All the entries that follow are to be returned exactly.
────────
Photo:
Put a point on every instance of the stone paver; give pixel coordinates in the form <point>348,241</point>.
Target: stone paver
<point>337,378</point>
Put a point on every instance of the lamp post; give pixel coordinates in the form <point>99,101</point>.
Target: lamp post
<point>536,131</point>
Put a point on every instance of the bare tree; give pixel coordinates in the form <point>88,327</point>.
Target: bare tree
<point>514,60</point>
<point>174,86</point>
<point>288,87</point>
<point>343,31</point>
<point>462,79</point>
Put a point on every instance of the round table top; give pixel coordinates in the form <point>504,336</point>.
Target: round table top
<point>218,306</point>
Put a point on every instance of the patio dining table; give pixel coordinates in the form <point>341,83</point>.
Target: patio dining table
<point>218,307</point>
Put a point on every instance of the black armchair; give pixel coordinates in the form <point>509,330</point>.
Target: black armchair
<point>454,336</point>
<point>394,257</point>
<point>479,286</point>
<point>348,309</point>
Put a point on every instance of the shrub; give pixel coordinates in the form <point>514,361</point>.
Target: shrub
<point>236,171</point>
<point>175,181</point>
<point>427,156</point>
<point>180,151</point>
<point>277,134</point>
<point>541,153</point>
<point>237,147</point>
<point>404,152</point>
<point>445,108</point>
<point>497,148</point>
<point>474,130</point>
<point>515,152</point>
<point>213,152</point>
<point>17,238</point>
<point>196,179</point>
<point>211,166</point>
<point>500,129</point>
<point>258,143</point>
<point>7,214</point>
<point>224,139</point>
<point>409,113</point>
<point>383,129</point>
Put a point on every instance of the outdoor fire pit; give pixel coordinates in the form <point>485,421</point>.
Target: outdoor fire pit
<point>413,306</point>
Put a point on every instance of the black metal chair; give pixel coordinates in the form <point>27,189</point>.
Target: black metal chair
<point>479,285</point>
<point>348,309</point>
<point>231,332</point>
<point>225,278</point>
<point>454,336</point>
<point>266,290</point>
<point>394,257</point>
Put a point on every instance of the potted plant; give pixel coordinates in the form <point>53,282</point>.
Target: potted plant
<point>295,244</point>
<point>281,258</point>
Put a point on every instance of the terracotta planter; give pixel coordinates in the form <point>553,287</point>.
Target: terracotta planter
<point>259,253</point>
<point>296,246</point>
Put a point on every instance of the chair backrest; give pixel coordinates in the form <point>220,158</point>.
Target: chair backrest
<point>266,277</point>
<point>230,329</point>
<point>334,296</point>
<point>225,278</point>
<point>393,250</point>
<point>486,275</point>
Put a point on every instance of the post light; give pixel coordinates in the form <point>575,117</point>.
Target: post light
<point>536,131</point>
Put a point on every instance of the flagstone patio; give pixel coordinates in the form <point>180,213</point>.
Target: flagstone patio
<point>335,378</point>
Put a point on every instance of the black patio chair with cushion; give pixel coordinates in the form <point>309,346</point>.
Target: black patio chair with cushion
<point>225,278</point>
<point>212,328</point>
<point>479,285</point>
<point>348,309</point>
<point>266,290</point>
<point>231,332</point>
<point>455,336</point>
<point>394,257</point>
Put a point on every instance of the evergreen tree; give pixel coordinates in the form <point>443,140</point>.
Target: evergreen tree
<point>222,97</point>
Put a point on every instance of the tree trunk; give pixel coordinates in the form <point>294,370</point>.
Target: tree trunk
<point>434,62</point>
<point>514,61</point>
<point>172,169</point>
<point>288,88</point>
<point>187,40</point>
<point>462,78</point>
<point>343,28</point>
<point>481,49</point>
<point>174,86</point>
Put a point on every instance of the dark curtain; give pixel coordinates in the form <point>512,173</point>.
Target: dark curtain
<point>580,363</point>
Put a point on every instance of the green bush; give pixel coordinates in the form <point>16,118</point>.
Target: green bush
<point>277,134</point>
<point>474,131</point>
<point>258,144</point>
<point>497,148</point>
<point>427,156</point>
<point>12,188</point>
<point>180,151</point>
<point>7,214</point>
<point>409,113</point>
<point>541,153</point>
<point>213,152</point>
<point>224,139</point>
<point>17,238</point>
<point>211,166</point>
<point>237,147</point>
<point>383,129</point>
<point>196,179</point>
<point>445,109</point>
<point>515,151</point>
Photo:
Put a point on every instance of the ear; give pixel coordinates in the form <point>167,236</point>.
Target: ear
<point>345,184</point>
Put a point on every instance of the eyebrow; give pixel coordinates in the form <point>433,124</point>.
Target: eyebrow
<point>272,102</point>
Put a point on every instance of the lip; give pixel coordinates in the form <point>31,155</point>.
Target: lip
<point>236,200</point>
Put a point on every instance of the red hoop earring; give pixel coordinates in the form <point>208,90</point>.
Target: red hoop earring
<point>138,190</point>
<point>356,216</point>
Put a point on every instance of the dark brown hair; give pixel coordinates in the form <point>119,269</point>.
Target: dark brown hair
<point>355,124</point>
────────
Task solution -
Photo:
Put a point on every instance of the stone paver; give pixel coordinates in the form <point>348,241</point>.
Target: stone paver
<point>337,378</point>
Put a point on every instance of the lamp post; give pixel coordinates in the form <point>99,101</point>.
Target: lamp post
<point>536,131</point>
Put a point on every instance of the bare tree; give pixel coordinates in the form <point>88,327</point>.
Target: bare tree
<point>514,60</point>
<point>174,86</point>
<point>288,87</point>
<point>343,31</point>
<point>462,79</point>
Put a point on every instance of the round table top; give pixel coordinates in the form <point>504,336</point>.
Target: round table top
<point>218,306</point>
Put a point on every instance of the patio dining table; give pixel coordinates in the form <point>341,83</point>.
Target: patio dining table
<point>218,307</point>
Put a point on every instance of the black armchair; give pixel coordinates in the form <point>509,330</point>.
Target: black armchair
<point>454,336</point>
<point>394,257</point>
<point>479,286</point>
<point>348,309</point>
Put a point on every instance of the shrub; give pixel coordinates in the form <point>514,361</point>.
Target: shrub
<point>236,171</point>
<point>175,181</point>
<point>427,156</point>
<point>180,151</point>
<point>277,134</point>
<point>541,153</point>
<point>237,147</point>
<point>404,152</point>
<point>445,108</point>
<point>497,148</point>
<point>474,130</point>
<point>515,152</point>
<point>213,152</point>
<point>17,238</point>
<point>196,179</point>
<point>211,166</point>
<point>500,129</point>
<point>258,143</point>
<point>7,214</point>
<point>224,139</point>
<point>409,113</point>
<point>383,129</point>
Put a point on every instance of the outdoor fire pit; give pixel coordinates in the form <point>485,421</point>.
Target: outdoor fire pit
<point>413,306</point>
Put a point on every instance of the black metal chair; give pixel coordinates in the form <point>27,189</point>.
Target: black metal chair
<point>479,285</point>
<point>348,309</point>
<point>231,332</point>
<point>225,278</point>
<point>454,336</point>
<point>266,290</point>
<point>394,257</point>
Put a point on every instance of the potted plant; give pixel coordinates in the form <point>53,282</point>.
Target: potted plant
<point>295,244</point>
<point>281,258</point>
Put a point on every instance of the terracotta planter; give pixel coordinates in the form <point>553,287</point>.
Target: terracotta planter
<point>259,253</point>
<point>296,246</point>
Put a point on every instance of the chair backrest; give pixel coordinates in the form <point>220,158</point>.
Target: chair backrest
<point>266,277</point>
<point>230,329</point>
<point>334,296</point>
<point>225,278</point>
<point>393,250</point>
<point>486,275</point>
Put a point on every instance of the post light; give pixel coordinates in the form <point>575,117</point>.
Target: post light
<point>536,131</point>
Put a point on every instance of the flagstone patio; give pixel coordinates in the form <point>180,213</point>.
Target: flagstone patio
<point>335,378</point>
Put a point on every instance of the black patio chair with cushion; give pixel coordinates in the form <point>309,346</point>.
Target: black patio chair with cushion
<point>225,278</point>
<point>212,328</point>
<point>479,285</point>
<point>348,309</point>
<point>266,290</point>
<point>231,332</point>
<point>455,336</point>
<point>394,257</point>
Put a point on every instance of the evergreen tree; give pixel coordinates in the form <point>443,140</point>.
Target: evergreen tree
<point>222,97</point>
Put a point on every instance of the tree trunk; give pixel coordinates in the form <point>294,370</point>.
Target: tree trunk
<point>434,62</point>
<point>514,61</point>
<point>172,169</point>
<point>288,88</point>
<point>187,40</point>
<point>462,78</point>
<point>343,28</point>
<point>481,49</point>
<point>174,86</point>
Put a point on every instance of the dark curtain; give pixel coordinates in the form <point>512,173</point>.
Target: dark curtain
<point>580,363</point>
Put a point on every instance of the green bush; give pixel coordinates in the form <point>16,118</point>.
Target: green bush
<point>277,134</point>
<point>474,131</point>
<point>258,144</point>
<point>497,148</point>
<point>427,156</point>
<point>12,188</point>
<point>180,151</point>
<point>7,214</point>
<point>409,113</point>
<point>541,153</point>
<point>213,152</point>
<point>224,139</point>
<point>17,238</point>
<point>211,166</point>
<point>237,147</point>
<point>383,129</point>
<point>196,179</point>
<point>445,109</point>
<point>515,151</point>
Photo:
Put a point on every instance of the ear; give pixel coordinates in the form <point>167,236</point>.
Target: ear
<point>345,184</point>
Put a point on every instance of the eyebrow; give pixel coordinates in the form <point>433,124</point>.
Target: eyebrow
<point>272,102</point>
Put a point on every instance of the lip; give pixel coordinates in the form <point>31,155</point>.
Target: lip
<point>236,200</point>
Put a point on every instance of the red hoop earring; give pixel coordinates in the form <point>208,90</point>.
Target: red hoop earring
<point>138,190</point>
<point>356,216</point>
Put a point on every instance of the dark brown hair; give pixel coordinates in the form <point>119,269</point>.
Target: dark brown hair
<point>355,124</point>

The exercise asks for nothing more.